### How to complete this task
Would you transcribe the line that holds "Check that every instance of the rower's", plus every line beneath it through the end of the data, exactly and with nothing added?

### Extracted data
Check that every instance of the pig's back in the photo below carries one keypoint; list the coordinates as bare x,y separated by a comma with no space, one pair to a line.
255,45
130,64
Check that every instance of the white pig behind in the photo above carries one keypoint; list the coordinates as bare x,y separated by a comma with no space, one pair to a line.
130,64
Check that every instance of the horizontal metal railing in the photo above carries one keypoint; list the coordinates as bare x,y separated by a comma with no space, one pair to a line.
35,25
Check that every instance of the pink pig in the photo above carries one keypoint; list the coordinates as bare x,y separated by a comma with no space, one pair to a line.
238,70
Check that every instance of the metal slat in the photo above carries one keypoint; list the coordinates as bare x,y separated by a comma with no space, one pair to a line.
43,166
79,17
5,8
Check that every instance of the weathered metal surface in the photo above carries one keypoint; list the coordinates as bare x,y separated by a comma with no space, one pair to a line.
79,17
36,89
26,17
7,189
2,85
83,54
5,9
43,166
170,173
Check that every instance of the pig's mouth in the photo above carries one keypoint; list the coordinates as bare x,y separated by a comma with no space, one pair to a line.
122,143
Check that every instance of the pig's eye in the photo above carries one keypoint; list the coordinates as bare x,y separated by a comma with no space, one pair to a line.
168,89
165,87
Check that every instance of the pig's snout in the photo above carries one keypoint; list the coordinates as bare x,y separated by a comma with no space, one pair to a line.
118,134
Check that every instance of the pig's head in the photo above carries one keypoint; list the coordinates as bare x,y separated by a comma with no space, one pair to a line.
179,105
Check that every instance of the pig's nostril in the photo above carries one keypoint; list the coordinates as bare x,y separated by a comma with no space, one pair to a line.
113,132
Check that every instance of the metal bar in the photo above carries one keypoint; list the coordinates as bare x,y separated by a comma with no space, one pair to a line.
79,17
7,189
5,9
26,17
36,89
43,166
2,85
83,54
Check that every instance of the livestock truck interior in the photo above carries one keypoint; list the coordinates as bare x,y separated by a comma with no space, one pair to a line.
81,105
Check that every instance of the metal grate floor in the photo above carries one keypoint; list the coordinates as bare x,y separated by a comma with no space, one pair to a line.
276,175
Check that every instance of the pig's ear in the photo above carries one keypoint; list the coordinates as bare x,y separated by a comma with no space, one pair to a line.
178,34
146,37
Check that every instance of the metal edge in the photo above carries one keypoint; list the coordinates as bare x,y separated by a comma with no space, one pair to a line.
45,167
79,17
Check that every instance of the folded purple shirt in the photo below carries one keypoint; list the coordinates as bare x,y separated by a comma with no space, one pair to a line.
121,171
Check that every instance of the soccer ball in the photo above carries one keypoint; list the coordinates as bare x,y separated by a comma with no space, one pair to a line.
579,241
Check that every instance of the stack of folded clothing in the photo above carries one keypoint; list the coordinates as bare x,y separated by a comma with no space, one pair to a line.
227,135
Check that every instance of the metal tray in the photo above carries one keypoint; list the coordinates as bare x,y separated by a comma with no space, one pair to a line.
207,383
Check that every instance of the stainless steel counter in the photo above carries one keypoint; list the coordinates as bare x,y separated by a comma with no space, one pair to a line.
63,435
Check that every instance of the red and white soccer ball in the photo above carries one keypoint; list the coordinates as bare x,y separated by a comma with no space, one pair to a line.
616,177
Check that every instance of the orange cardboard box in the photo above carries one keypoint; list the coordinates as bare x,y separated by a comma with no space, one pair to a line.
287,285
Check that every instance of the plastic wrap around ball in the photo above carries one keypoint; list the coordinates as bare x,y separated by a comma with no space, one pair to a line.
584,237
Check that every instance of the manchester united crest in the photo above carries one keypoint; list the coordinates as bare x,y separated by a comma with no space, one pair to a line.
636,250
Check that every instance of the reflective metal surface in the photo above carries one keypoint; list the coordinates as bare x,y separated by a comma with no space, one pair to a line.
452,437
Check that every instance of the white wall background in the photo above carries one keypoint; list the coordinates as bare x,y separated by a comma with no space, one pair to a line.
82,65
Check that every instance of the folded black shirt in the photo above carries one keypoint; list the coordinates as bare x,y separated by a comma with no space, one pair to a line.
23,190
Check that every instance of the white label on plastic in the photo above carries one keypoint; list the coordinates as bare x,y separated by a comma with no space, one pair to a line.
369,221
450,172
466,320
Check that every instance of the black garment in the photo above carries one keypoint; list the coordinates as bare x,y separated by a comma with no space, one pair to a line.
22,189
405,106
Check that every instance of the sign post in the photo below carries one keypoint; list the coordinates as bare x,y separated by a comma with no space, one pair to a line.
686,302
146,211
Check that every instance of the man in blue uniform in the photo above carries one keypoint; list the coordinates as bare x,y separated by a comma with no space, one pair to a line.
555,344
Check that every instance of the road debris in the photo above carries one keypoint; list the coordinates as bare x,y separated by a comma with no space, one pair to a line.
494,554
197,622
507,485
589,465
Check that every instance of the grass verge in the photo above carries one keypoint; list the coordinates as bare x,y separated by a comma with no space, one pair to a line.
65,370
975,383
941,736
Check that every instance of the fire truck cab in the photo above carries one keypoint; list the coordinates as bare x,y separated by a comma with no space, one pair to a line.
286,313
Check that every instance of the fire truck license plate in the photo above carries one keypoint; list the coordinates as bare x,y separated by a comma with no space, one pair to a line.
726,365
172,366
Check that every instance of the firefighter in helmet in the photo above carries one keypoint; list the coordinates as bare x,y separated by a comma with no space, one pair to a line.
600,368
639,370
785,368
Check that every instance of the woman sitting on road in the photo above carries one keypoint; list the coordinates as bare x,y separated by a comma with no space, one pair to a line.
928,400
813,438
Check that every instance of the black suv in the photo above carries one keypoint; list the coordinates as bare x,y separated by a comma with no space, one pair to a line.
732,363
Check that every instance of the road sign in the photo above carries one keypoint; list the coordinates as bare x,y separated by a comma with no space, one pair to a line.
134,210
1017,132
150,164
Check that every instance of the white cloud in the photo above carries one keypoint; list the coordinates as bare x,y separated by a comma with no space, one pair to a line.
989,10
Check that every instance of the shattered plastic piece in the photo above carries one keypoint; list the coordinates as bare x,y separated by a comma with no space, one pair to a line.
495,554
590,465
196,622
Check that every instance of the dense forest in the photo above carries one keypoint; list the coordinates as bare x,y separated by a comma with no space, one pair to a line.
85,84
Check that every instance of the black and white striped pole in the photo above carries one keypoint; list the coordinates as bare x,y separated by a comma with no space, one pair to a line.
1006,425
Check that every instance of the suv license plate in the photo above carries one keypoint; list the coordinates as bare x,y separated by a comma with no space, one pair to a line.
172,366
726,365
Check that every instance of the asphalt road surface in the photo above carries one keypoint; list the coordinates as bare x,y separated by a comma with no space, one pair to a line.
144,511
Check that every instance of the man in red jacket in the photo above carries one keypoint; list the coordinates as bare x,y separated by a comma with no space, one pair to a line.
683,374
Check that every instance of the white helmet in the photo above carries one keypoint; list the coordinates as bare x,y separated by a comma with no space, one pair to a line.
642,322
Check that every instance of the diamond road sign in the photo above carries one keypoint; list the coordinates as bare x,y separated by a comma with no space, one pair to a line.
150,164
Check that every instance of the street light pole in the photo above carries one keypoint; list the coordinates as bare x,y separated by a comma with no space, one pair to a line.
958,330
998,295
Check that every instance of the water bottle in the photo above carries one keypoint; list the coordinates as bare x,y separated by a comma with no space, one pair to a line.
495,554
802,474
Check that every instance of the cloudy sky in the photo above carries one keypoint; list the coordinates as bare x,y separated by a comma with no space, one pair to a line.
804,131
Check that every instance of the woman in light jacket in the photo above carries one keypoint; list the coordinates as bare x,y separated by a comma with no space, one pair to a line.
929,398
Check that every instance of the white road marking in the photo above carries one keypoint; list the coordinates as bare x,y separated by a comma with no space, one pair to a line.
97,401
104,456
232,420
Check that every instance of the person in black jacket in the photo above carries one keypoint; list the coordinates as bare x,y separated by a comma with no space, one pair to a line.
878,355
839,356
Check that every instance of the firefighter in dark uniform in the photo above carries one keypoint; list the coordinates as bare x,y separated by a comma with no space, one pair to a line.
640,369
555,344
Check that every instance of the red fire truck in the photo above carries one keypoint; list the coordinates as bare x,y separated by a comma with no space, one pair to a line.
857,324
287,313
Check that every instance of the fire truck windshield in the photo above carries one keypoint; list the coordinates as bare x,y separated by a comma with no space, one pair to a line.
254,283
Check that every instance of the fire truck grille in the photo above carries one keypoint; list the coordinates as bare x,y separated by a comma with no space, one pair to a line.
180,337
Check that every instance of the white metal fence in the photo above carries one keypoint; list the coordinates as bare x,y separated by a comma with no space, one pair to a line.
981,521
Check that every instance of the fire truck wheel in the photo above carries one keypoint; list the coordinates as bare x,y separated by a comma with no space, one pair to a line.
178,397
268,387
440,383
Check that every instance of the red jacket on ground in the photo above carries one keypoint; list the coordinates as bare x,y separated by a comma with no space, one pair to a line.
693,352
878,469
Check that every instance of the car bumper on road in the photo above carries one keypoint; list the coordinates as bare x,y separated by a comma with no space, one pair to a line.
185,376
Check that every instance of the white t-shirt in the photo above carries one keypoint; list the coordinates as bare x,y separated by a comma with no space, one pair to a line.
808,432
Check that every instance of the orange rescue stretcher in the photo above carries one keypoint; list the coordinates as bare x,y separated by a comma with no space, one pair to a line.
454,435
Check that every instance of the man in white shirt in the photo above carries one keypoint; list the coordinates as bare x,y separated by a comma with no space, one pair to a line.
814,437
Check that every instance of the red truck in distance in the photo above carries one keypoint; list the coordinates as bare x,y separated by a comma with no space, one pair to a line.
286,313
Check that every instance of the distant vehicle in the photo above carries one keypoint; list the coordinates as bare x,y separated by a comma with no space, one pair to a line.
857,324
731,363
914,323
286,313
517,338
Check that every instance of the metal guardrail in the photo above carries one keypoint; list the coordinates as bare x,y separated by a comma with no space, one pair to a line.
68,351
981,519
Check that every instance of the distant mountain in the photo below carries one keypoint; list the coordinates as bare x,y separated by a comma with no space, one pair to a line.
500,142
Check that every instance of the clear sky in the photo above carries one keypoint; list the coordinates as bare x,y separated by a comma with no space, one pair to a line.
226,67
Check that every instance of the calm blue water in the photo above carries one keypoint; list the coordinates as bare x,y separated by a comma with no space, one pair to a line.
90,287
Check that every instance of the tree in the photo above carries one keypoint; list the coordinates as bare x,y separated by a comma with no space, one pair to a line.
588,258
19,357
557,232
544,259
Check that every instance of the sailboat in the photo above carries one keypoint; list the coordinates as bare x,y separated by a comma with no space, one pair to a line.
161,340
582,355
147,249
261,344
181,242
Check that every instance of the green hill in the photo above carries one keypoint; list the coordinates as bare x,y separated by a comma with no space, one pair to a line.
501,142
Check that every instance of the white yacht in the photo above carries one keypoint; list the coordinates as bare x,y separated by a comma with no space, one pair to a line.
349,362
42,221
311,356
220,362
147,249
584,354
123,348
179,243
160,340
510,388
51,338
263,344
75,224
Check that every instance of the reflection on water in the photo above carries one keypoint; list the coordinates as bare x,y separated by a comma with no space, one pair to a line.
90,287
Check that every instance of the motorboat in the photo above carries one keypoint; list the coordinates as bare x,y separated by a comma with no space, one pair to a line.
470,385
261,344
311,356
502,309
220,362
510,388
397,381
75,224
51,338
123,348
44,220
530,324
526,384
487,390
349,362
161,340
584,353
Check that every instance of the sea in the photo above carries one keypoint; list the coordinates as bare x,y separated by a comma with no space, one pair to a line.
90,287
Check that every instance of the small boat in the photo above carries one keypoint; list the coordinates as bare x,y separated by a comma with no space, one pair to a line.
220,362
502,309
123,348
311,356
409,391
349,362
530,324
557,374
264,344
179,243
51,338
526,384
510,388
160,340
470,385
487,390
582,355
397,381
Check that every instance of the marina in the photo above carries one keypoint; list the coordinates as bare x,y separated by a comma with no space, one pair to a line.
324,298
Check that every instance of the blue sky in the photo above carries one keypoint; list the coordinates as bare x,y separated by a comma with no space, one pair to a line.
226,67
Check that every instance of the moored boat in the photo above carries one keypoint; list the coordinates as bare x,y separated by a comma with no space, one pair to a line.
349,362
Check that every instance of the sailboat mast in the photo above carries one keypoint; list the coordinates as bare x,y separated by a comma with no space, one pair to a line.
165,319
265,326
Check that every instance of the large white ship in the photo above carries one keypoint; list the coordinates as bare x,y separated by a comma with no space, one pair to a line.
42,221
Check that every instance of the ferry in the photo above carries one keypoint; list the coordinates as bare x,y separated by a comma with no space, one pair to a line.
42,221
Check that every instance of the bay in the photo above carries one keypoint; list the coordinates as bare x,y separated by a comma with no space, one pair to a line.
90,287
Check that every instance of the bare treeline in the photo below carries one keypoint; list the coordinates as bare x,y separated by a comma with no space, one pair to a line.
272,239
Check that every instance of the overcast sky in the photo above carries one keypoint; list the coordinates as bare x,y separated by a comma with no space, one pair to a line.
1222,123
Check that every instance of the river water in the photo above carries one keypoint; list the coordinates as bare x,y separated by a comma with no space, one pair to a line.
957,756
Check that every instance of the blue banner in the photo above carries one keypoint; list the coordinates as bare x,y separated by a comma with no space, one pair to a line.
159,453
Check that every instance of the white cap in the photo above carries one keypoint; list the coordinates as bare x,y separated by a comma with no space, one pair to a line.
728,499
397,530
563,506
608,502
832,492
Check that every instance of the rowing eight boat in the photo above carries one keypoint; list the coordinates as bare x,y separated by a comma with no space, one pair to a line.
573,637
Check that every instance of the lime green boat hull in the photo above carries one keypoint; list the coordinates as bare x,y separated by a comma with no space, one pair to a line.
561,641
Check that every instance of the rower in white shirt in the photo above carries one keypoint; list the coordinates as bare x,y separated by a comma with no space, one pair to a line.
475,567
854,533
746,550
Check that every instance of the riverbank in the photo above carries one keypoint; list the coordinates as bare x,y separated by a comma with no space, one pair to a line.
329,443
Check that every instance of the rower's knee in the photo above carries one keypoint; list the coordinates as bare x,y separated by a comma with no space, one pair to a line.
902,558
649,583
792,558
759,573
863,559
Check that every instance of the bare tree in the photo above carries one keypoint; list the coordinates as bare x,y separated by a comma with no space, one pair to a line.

### Result for this exercise
Check that every instance of the rower's knee in the photo above carries one keypoint; list the coordinates as bare x,y separated by a comma with no space, one pair to a line.
902,558
649,583
792,558
759,573
863,559
Check that every instance of the bare tree in the photo above carries one keypoint; list the coordinates as bare x,y separated by a comma with no space, one pair to a line.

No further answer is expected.